## INPUT MATERIAL
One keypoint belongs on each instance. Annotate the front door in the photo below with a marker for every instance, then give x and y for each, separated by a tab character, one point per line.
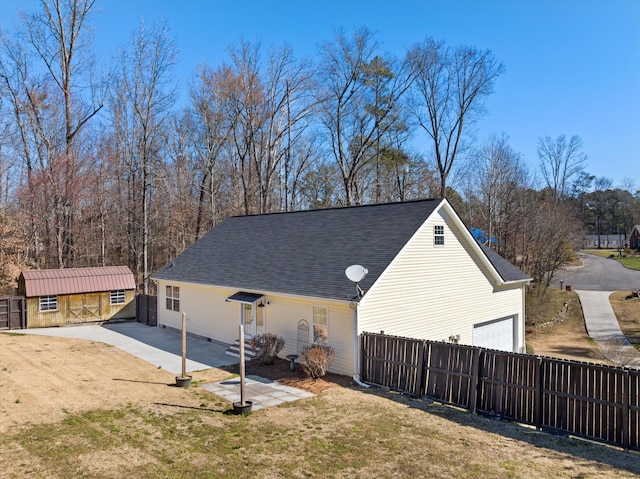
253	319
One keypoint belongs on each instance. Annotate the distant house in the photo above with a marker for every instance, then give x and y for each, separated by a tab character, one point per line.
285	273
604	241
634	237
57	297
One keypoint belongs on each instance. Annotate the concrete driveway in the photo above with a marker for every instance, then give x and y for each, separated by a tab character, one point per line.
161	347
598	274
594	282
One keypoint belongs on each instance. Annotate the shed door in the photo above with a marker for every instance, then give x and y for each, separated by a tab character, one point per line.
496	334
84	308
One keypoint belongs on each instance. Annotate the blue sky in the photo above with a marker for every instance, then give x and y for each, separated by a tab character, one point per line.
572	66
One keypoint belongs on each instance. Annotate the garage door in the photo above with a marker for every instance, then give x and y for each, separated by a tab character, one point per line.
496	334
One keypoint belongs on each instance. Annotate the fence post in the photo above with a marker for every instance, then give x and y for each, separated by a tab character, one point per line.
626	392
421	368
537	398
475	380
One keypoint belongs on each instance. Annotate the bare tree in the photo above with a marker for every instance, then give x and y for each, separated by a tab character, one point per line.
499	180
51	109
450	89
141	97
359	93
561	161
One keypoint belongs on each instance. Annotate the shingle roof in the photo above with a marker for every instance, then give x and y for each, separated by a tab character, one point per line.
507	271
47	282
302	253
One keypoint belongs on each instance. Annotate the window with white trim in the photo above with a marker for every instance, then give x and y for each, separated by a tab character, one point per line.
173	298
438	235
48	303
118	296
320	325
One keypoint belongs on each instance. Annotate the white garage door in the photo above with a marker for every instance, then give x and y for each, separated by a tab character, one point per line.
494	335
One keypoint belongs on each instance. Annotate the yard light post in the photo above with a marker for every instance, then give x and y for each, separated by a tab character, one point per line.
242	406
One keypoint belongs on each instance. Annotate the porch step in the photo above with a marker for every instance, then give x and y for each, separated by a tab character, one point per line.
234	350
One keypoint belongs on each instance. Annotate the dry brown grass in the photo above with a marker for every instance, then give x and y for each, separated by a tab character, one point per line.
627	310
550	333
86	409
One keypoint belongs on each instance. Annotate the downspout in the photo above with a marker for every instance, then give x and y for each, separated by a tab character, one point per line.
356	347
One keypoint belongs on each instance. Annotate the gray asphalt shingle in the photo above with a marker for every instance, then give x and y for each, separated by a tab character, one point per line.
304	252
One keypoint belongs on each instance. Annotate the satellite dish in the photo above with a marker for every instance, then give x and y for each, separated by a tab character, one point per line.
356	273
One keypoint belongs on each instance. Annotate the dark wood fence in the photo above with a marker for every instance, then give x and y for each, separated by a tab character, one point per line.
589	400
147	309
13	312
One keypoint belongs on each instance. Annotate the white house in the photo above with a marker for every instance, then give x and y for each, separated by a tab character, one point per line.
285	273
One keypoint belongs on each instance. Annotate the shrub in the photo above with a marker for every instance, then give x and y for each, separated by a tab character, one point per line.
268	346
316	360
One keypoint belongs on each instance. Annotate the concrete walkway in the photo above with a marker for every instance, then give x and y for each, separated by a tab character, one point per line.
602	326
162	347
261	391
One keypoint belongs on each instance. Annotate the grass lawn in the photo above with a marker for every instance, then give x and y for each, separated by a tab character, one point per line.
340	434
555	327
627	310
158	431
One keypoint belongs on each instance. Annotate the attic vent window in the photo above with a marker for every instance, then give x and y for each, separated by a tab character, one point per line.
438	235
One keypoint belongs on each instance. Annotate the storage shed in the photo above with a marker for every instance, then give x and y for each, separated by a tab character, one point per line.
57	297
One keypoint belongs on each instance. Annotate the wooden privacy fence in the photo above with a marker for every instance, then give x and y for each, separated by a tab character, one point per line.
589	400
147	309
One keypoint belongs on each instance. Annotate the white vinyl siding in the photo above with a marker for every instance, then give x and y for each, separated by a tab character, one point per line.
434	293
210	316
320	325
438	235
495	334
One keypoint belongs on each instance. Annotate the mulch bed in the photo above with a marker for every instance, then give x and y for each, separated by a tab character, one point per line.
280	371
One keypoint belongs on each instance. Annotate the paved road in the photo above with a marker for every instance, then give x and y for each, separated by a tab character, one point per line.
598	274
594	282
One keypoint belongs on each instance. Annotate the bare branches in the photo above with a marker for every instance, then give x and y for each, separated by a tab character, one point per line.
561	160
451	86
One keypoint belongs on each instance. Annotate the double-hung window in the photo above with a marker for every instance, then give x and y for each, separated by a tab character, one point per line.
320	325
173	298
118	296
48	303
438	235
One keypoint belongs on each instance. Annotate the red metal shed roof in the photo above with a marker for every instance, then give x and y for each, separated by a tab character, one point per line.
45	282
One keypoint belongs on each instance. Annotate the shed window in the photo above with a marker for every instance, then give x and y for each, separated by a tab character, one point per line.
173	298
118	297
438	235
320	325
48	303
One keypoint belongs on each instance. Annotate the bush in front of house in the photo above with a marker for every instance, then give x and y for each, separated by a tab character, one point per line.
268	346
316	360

## STATED TASK
Take the lines from the one containing "One keypoint belongs on each instance. Annotate the mulch" to the last line of the material above and write them out exactly.

## WORKED SOLUTION
One keypoint belongs on each instance. Annotate the mulch bed in the photo above with a marker for every instance, then give x and y for each, separated by a tab character, one point per line.
280	371
One keypoint belongs on each instance. Annotate the paved road in the photo above with a marker for every instance, then give x and y for each, separated by a tab character, one point per line.
598	274
594	282
One keypoint belongs on each instance. Annotate the bare branches in the photo above with a marker for every instance, then give x and y for each, separated by a tab character, one point per line.
561	160
451	86
One keypoint belongs on each instance. Annotate the double-hung window in the photo above with a marker for every instance, then give x and y for each, separated by a tab character, one point per line.
320	325
173	298
118	296
48	303
438	235
One keypoint belongs on each instance. Annotate the red metal shed roof in the photo above with a marker for every instance, then give x and y for each, separated by a tab character, one point per line.
45	282
One keypoint belongs on each instance. Annotate the shed window in the photo above with a marker for every instance, then give x and y for each, separated by a tab character, one point per line.
173	298
118	297
438	235
320	325
48	303
One keypoint belongs on each instance. Annotate the bush in front of house in the photo above with a marker for every instance, then give x and y for each, separated by a tab character, one point per line.
268	346
316	360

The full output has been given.